Estratto della pagina:
....

I monaci di clausura – Tonino Ceravolo

Chi sono e come vivono, nel silenzio della fuga mundi? La pace interiore è stata dimenticata da questa società. Molti, però, decidono di intraprendere la vita ascetica anche per un breve periodo: servirebbe per una decisa rappacificazione con se stessi anche se non è detto sia davvero così.

Dal III secolo, in Oriente, incomincia a svilupparsi l’interesse, da parte di molti cristiani, a cercare rifugio nella solitudine dei deserti e delle montagne per servire Dio con la penitenza e la preghiera. In particolare, i monaci eremiti avevano scelto di vivere isolati per seguire l’esempio di Sant’Antonio abate il quale aveva trascorso più di cinquant’anni nella solitudine sulle rive del Nilo. Altri monaci, invece, avevano scelto di riunirsi in gruppi e fare vita comune in conventi e monasteri, sotto la guida di un superiore. In Occidente, questa usanza che prese il nome di Monachesimo, si sviluppò nel IV secolo soprattutto per opera di San Benedetto da Norcia.

....

Dati memorizzati:
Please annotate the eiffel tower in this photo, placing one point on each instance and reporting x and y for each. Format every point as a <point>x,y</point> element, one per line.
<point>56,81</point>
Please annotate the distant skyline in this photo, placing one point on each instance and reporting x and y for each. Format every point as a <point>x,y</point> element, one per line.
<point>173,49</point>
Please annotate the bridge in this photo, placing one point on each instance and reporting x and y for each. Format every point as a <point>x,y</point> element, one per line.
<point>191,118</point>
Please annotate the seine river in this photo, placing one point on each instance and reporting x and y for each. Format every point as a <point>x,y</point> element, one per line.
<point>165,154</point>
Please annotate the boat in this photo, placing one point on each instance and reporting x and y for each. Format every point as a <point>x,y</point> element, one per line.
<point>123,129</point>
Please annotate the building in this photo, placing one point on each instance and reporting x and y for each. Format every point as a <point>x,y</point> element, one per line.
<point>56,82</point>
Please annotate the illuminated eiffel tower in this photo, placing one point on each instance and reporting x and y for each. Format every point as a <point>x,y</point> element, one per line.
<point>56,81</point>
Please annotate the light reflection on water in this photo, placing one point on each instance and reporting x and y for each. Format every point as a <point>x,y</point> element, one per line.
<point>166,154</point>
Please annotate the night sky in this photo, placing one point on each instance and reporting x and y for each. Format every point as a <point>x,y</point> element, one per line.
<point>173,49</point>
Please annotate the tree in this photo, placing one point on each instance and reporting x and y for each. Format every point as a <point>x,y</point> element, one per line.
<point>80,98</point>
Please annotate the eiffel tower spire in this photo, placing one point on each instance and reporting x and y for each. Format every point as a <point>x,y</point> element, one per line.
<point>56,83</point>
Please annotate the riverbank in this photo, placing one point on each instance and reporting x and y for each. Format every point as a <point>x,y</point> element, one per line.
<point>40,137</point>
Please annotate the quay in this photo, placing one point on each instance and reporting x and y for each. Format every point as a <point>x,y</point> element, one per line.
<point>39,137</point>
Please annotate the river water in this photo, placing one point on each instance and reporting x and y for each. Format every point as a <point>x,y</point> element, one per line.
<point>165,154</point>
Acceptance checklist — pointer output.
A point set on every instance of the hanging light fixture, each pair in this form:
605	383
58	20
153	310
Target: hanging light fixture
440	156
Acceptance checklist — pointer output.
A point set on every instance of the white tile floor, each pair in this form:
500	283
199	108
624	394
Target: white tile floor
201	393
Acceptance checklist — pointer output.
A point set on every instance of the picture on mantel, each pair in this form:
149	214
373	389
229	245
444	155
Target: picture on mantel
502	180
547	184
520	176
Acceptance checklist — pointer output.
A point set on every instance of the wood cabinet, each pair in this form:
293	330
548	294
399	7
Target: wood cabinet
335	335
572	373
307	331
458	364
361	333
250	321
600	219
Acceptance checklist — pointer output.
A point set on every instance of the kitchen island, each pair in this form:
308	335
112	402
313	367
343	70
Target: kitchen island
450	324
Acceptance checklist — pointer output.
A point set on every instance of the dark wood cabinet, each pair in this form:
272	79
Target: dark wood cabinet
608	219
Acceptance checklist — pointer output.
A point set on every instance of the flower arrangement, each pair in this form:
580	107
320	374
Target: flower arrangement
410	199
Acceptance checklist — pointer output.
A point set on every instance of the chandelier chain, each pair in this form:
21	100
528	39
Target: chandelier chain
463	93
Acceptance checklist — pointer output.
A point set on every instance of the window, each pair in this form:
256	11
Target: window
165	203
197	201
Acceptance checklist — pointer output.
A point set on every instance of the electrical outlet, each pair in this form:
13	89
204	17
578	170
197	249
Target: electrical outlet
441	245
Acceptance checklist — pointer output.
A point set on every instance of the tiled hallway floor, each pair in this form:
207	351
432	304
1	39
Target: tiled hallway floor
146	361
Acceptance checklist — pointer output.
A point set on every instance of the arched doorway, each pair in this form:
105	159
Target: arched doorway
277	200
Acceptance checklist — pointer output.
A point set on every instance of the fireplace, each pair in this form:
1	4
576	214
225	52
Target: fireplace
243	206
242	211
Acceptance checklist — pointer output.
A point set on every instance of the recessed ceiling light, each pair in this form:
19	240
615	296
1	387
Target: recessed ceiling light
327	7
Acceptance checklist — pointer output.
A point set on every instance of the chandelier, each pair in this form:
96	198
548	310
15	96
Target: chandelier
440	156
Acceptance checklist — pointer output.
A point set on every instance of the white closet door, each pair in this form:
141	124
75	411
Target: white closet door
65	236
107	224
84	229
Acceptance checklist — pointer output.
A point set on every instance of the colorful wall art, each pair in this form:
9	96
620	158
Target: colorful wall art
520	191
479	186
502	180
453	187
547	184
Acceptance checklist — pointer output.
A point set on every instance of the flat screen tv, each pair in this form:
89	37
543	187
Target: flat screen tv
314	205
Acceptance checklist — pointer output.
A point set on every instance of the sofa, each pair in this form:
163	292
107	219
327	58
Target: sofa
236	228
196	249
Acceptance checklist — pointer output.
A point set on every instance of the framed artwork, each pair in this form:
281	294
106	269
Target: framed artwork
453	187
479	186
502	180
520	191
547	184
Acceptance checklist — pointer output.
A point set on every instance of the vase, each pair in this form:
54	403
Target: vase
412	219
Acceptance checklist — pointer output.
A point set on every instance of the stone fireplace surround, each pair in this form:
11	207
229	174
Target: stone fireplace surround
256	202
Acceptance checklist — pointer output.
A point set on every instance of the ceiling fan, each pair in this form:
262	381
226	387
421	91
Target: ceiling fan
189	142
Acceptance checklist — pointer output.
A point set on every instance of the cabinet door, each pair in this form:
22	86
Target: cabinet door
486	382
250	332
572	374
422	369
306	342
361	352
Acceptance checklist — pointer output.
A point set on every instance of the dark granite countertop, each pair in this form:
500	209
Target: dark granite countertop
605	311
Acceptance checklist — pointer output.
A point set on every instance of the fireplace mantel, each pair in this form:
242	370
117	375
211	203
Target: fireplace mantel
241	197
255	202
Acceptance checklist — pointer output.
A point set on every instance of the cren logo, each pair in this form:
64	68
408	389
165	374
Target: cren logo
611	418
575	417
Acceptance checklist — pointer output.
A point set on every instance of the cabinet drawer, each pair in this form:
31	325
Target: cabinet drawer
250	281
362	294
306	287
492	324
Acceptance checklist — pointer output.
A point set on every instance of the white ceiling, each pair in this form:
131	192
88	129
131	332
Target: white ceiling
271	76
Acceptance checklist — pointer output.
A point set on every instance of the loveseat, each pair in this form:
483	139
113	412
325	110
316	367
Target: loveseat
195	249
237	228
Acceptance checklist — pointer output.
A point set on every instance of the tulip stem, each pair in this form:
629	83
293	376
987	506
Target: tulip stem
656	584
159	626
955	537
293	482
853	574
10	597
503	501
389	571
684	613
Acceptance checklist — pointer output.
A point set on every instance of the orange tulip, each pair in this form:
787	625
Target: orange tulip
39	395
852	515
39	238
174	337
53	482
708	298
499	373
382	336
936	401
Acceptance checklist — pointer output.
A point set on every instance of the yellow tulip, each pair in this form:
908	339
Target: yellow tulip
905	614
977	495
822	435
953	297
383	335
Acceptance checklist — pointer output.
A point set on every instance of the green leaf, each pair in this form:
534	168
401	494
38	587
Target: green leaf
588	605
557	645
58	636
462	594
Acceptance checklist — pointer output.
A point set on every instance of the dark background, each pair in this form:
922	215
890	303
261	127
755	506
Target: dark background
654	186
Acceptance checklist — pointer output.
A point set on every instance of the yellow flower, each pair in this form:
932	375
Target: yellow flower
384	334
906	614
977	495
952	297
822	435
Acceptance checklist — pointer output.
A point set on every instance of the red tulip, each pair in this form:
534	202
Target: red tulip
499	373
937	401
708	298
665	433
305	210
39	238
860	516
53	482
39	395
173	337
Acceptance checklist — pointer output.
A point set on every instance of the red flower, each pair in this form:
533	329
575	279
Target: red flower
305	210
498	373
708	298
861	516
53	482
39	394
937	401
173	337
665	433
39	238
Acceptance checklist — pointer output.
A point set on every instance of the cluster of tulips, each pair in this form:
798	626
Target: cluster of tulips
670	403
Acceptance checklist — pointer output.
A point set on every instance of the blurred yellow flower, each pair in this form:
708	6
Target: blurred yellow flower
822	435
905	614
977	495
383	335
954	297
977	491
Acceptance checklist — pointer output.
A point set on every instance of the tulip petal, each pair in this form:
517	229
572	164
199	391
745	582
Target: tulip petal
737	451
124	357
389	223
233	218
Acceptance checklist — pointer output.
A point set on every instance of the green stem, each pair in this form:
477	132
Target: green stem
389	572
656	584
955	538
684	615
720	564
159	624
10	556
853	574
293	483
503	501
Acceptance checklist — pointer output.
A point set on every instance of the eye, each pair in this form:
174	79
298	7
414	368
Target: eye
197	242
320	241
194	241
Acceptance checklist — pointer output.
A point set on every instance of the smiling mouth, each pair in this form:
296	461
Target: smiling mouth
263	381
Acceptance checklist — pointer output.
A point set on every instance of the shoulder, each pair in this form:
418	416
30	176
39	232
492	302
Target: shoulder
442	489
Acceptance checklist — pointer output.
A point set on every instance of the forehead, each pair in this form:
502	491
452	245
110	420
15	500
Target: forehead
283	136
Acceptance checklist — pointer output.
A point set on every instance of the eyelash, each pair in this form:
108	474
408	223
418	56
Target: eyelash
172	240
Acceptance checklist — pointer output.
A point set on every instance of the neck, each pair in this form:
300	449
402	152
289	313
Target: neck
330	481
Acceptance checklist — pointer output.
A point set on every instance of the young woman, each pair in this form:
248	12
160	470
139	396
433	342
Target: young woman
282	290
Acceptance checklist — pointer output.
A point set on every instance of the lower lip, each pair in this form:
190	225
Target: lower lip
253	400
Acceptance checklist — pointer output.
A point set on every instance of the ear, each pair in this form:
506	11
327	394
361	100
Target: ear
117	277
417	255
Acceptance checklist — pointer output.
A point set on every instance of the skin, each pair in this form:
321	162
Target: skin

....

Consegne:
a) Elenca tutti i nomi di persona che compaiono nel brano sui monaci di clausura, titolo compreso.
b) Rispondi a queste domande sul brano sui monaci di clausura, una per riga:
(i) Per quanti anni Sant'Antonio abate visse nella solitudine sulle rive del Nilo?
(ii) In quale secolo si sviluppò il Monachesimo in Occidente?
(iii) Sotto la guida di chi vivevano i monaci che facevano vita comune?
c) Stampa senza modifiche il passo del brano sui monaci di clausura che comincia con "Dal III secolo, in" e termina con "Benedetto da Norcia.".

Soluzioni:
a) Tonino Ceravolo; Sant'Antonio abate; San Benedetto da Norcia

b)
(i) Più di cinquant'anni.
(ii) Nel IV secolo.
(iii) Sotto la guida di un superiore.

c)
Dal III secolo, in Oriente, incomincia a svilupparsi l’interesse, da parte di molti cristiani, a cercare rifugio nella solitudine dei deserti e delle montagne per servire Dio con la penitenza e la preghiera. In particolare, i monaci eremiti avevano scelto di vivere isolati per seguire l’esempio di Sant’Antonio abate il quale aveva trascorso più di cinquant’anni nella solitudine sulle rive del Nilo. Altri monaci, invece, avevano scelto di riunirsi in gruppi e fare vita comune in conventi e monasteri, sotto la guida di un superiore. In Occidente, questa usanza che prese il nome di Monachesimo, si sviluppò nel IV secolo soprattutto per opera di San Benedetto da Norcia.